# Set task
Your task is to repeat all of the data exactly while excluding the pictures.

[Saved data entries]
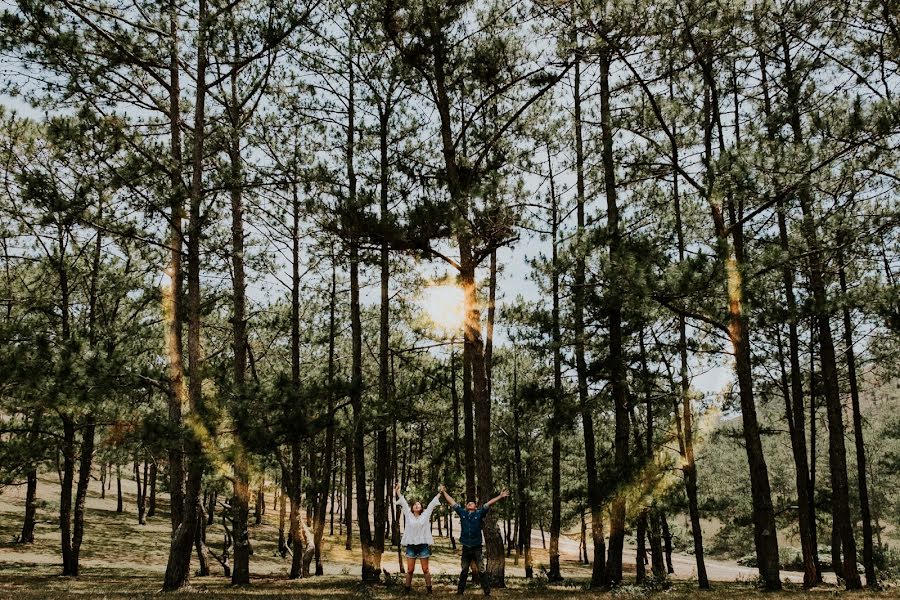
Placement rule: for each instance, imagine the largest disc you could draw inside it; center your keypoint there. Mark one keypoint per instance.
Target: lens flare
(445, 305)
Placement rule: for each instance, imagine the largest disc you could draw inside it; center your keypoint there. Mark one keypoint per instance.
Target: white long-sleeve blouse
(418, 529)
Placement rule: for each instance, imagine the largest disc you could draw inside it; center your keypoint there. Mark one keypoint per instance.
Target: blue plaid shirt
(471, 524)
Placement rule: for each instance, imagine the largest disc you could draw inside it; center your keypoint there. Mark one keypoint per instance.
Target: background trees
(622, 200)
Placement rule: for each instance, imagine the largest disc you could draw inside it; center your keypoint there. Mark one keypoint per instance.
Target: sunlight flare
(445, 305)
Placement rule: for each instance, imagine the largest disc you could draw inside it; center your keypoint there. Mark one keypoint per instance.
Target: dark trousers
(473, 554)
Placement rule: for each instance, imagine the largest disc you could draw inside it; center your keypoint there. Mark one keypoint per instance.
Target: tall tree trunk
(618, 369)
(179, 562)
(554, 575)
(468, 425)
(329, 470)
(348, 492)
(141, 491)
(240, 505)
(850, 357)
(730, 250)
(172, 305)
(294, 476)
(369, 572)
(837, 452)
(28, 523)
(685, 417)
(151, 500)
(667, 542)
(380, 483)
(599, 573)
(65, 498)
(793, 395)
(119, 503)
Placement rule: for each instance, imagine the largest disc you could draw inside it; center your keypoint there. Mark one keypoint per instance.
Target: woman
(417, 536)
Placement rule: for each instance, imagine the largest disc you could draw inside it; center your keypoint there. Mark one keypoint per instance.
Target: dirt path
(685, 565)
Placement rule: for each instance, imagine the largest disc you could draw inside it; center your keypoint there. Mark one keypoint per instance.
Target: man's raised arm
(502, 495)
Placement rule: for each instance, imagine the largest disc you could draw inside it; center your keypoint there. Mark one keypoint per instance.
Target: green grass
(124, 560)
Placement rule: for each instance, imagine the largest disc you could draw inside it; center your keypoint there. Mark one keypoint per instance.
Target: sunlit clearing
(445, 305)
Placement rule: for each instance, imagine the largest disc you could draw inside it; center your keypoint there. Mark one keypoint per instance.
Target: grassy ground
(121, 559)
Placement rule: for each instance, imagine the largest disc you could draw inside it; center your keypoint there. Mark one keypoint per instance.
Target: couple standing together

# Answer for the task
Placement rule: for each instance, imagine the largest disc you could draw inside it; center your keypoint there. Mark one keypoint per instance.
Target: lens flare
(445, 305)
Placement rule: for each instance, imagine the largest disc you could draw inside it; center your keypoint there. Mark one keypoint per instance.
Target: white long-sleeve blouse
(418, 529)
Placement rule: for each instance, imagine the largest disc you could draw inside it; center your keypoint there. Mark one keypoint per instance.
Target: blue plaid shirt
(471, 524)
Placement rule: for each instance, imagine the largest disc you could draw inside it; center your keypoint there. Mark one keypoint per instance.
Target: background trees
(622, 200)
Placement rule: for each instance, imagine the largest disc you could draw inside it; center your keypoint there. Mark one keypoint per instance.
Target: sunlight flare
(445, 305)
Placement rule: for each instance, imagine the largest disc you could draw inside it; center your keypoint there. Mark one keypoint per instance.
Target: dark trousers
(473, 554)
Placement rule: for each instance, imagine the largest disc you could draw inside it; center your keypoint there. Mark one keypoint per instance.
Target: tall tree trunk
(618, 369)
(179, 562)
(554, 575)
(468, 425)
(329, 470)
(348, 492)
(141, 491)
(240, 505)
(850, 357)
(730, 250)
(172, 305)
(294, 476)
(369, 572)
(837, 452)
(28, 523)
(685, 417)
(151, 500)
(667, 542)
(380, 483)
(599, 573)
(65, 498)
(793, 395)
(119, 503)
Placement rule: for each instance, imagine the largest disc you could draw inside it; center your keypoint there. Mark one keypoint per instance.
Target: woman
(417, 536)
Placement rule: for each instance, imagine the largest disc you could draw inside it; center your keypoint there. Mark one keypoint per instance.
Target: dirt path
(685, 565)
Placement rule: for each instance, imagine the largest disc you could draw inside it; center your keypoint there. Mark one keypoint per instance.
Target: man's raised arm
(502, 495)
Placement rule: for each instance, imagine the largest disc you could draw inside it; center your keypoint there. Mark one keypoint per instance.
Target: green grass
(124, 560)
Placement rule: for each instance, imagine the largest disc you could draw inside it; center your keypoint there. Mark one keypoint per instance.
Target: sunlit clearing
(445, 305)
Placement rule: for each instance, imagine the largest disc you could draw inside it; center your keypoint there. Mark one keypoint per instance.
Target: grassy ground
(121, 559)
Placement rule: for each instance, imagine the largest disc you could draw inside it; center your keypoint there. Mark one keypoint per instance.
Target: couple standing together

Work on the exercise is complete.